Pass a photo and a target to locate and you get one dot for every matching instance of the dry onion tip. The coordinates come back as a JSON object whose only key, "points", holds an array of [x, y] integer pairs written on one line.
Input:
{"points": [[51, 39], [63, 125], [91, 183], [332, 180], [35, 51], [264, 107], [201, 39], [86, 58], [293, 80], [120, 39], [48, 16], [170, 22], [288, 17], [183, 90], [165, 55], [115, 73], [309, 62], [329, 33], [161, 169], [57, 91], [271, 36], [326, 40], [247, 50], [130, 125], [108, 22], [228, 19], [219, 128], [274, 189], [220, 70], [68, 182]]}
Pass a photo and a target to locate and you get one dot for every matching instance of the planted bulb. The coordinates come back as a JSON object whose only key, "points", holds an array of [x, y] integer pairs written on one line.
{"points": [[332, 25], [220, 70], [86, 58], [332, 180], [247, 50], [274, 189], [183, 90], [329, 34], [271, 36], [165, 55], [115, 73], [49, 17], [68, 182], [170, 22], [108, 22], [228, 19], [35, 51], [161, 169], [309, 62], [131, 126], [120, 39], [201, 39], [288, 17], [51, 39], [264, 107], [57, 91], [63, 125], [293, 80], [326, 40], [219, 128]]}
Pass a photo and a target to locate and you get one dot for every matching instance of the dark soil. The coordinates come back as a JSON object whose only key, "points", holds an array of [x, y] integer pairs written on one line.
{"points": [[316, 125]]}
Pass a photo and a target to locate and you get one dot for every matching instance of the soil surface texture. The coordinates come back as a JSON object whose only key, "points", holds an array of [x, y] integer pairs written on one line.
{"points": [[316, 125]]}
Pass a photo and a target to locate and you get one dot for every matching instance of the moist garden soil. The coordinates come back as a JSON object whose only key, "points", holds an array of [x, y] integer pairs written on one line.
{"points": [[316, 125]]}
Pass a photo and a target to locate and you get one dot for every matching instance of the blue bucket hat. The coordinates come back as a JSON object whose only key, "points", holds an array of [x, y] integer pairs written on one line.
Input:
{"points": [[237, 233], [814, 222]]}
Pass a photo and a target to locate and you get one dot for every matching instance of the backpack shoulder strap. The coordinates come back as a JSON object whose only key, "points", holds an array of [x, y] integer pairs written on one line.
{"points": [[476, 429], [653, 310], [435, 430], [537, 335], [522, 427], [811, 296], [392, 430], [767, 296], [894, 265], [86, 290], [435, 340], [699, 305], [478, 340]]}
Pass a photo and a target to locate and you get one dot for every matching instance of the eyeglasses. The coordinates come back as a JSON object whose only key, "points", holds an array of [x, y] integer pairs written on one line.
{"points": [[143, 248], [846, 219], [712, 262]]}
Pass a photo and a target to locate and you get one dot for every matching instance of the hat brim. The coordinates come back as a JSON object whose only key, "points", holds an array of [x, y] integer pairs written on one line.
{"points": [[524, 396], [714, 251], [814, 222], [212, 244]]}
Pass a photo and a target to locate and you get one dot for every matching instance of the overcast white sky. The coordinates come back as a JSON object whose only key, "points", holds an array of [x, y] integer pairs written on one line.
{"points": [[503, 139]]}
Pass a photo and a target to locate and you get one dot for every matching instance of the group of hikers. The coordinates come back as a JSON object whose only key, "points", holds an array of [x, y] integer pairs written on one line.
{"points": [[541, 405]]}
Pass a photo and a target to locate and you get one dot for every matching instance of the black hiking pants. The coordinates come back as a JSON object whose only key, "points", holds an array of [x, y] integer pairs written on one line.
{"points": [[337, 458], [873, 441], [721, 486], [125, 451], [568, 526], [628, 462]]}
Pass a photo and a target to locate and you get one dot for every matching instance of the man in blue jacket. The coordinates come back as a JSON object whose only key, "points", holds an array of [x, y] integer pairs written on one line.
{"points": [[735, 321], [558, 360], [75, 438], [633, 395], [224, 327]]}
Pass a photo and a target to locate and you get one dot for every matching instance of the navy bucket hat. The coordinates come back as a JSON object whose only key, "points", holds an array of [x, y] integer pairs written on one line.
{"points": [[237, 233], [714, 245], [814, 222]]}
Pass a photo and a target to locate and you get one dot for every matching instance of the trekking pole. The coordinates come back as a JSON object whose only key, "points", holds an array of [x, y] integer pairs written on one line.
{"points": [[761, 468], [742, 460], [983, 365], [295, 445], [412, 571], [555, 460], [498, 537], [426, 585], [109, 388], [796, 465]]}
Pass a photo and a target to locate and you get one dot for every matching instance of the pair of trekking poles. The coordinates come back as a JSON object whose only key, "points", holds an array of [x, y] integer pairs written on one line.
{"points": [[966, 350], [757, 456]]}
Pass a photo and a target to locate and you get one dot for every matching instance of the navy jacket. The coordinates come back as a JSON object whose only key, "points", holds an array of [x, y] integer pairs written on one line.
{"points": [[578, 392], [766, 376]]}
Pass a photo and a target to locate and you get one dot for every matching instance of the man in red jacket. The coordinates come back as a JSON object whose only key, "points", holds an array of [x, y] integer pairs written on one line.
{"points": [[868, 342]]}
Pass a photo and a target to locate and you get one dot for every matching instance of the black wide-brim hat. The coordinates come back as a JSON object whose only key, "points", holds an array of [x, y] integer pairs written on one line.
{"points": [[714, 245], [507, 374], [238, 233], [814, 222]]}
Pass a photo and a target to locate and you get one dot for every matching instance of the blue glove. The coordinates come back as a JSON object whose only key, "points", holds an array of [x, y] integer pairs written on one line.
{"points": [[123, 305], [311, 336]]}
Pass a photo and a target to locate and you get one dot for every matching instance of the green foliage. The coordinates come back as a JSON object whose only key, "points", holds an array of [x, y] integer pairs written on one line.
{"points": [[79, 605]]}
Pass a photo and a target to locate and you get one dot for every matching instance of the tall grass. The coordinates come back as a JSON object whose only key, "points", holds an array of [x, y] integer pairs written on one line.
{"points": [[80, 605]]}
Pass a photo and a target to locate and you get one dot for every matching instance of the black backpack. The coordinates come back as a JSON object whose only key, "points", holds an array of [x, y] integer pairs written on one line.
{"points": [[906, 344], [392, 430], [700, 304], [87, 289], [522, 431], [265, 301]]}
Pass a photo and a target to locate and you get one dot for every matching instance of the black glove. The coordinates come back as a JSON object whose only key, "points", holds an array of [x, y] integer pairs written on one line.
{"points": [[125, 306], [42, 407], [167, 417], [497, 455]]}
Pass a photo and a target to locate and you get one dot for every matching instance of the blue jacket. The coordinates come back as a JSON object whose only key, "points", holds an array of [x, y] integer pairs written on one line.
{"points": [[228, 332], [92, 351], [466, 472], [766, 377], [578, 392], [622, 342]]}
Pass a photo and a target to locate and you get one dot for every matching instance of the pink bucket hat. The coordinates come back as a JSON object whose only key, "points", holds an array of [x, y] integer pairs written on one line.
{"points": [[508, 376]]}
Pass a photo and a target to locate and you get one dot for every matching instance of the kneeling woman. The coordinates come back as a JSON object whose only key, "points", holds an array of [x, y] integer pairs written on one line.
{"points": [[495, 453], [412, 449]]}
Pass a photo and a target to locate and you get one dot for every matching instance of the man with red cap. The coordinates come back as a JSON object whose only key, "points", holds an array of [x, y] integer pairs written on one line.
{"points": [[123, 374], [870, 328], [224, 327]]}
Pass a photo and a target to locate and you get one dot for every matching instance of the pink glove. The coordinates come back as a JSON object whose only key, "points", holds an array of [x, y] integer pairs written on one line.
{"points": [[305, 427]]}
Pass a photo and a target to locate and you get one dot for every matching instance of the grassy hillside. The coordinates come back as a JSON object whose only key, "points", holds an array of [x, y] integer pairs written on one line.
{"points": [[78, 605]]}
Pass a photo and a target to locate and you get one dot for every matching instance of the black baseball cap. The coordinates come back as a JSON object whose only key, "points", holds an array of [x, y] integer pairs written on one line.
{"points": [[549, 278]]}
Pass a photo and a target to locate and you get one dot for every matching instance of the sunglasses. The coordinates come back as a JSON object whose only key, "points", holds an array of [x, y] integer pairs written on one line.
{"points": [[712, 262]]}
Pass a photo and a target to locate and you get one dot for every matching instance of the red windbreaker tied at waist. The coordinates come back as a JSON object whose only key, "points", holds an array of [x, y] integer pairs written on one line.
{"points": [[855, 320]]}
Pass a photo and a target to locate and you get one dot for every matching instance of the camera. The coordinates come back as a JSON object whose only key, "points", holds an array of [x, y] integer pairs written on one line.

********

Short task :: Copy out, word for word, the lines from the one containing "of the grassy" through the last line, including both ends.

Reply to the task ::
Pass a photo and a target to locate and you get one dot for every matching instance of the grassy hillside. The coordinates come back as a JSON object whose only key, "points", holds an array of [x, y] integer pairs written on one line.
{"points": [[78, 605]]}
Pass a photo and a target to locate and you get one dot for every matching instance of the black baseball cap. The coordinates come back as a JSON object whose only key, "points", holds an array of [x, y] integer pairs written on one line.
{"points": [[549, 278]]}
Pass a photo and a target to locate and you get one dot for every matching instance of the sunglasses. The coordinates come back as a JSON object whose only key, "points", holds an array of [x, y] integer pairs written on one line.
{"points": [[712, 262]]}
Pass a photo and a target to locate and you get one dot for every matching instance of the red windbreaker tied at waist. The coordinates come back as a JSON object whose only key, "points", holds an array of [x, y] integer pairs written on one line.
{"points": [[855, 320]]}
Pass a photo and a target to locate and you get one dot for every matching instance of the camera. The coordinates come back as a JSON object whose only key, "points", holds an array of [x, y] integer pairs written on one line.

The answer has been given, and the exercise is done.